→ WORK INSTRUCTIONS
Render the data records below, from the line with "locate the sea cliff in the photo above" up to and including the last line, as a Markdown table with the columns Row and Line. Give each line a row number and leave out blank lines.

→ Data records
----------------------------------------
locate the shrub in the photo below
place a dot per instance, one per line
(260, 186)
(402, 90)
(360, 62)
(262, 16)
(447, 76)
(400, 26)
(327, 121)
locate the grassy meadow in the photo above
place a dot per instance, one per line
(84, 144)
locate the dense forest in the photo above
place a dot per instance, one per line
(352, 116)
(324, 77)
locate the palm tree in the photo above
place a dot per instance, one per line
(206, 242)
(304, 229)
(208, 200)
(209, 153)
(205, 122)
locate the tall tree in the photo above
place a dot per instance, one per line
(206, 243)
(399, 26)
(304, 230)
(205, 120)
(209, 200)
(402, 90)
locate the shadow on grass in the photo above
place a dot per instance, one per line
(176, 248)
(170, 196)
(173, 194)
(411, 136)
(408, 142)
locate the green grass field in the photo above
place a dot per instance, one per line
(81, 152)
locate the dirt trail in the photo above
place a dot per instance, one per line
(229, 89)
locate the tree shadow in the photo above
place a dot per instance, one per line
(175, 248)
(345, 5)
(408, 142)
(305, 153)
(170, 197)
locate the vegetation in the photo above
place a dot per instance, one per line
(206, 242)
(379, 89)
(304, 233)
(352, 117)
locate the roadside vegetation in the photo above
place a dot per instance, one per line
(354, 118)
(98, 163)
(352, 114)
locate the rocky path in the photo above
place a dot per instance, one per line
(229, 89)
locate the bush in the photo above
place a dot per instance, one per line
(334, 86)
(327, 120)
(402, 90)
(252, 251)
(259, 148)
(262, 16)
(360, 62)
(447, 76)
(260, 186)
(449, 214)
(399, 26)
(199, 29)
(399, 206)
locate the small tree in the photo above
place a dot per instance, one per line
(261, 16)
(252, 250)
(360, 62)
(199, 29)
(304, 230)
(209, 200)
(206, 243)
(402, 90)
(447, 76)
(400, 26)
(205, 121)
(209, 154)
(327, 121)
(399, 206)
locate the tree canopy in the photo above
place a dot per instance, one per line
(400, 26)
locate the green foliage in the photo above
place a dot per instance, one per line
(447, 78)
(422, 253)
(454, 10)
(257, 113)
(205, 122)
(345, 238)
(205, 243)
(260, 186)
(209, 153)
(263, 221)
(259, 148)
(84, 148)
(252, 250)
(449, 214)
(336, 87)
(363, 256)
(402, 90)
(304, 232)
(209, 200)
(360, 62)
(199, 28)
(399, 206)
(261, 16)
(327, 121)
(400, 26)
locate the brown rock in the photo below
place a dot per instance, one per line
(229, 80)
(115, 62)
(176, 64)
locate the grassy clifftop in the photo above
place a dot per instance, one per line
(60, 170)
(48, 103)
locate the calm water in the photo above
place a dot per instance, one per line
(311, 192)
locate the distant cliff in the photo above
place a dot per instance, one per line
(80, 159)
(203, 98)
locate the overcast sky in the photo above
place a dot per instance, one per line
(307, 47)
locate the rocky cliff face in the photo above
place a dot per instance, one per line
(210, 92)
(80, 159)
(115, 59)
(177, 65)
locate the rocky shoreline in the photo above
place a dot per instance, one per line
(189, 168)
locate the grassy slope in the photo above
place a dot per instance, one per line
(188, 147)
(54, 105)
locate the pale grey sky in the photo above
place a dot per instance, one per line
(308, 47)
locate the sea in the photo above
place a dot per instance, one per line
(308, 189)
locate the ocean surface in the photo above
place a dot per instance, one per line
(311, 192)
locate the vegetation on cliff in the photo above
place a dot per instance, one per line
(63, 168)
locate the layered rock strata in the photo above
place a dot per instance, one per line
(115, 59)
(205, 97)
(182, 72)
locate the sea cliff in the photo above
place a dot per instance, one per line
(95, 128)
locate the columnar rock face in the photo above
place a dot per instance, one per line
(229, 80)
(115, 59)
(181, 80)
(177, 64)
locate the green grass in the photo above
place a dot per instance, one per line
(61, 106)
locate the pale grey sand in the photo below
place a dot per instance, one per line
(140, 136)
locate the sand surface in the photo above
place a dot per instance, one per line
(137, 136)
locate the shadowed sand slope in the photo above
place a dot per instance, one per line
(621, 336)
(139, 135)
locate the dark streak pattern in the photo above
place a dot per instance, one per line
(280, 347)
----------------------------------------
→ SOLUTION TO THE PROBLEM
| Row | Line |
|---|---|
| 1 | locate the sea cliff in the photo above |
| 2 | place a dot per instance, one per line |
| 3 | (95, 128) |
| 4 | locate the columnar rock face in the photo above |
| 5 | place a dot per instance, one per line |
| 6 | (229, 80) |
| 7 | (115, 59) |
| 8 | (181, 80) |
| 9 | (177, 64) |
| 10 | locate the green grass in the photo above |
| 11 | place a dot per instance, one per line |
| 12 | (61, 106) |
| 13 | locate the pale grey sand in the photo below |
| 14 | place a dot per instance, one per line |
| 15 | (140, 136) |
| 16 | locate the sand surface in the photo above |
| 17 | place a dot per instance, one per line |
| 18 | (137, 136) |
| 19 | locate the shadowed sand slope in the photo above |
| 20 | place a dot per instance, one per line |
| 21 | (621, 336) |
| 22 | (139, 135) |
| 23 | locate the dark streak pattern in the photo above |
| 24 | place a dot per instance, one per line |
| 25 | (280, 347) |